• [REQUIREMENTS]
Return every row below verbatim, line for line, with nothing changed.

※ ※ ※

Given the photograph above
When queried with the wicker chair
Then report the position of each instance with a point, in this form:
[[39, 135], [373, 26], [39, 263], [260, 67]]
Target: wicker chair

※ ※ ※

• [RESULT OF THE TASK]
Given the photograph above
When queried with the wicker chair
Then report the position of each instance with a point, in this form:
[[39, 135], [373, 26], [39, 263], [260, 67]]
Target: wicker chair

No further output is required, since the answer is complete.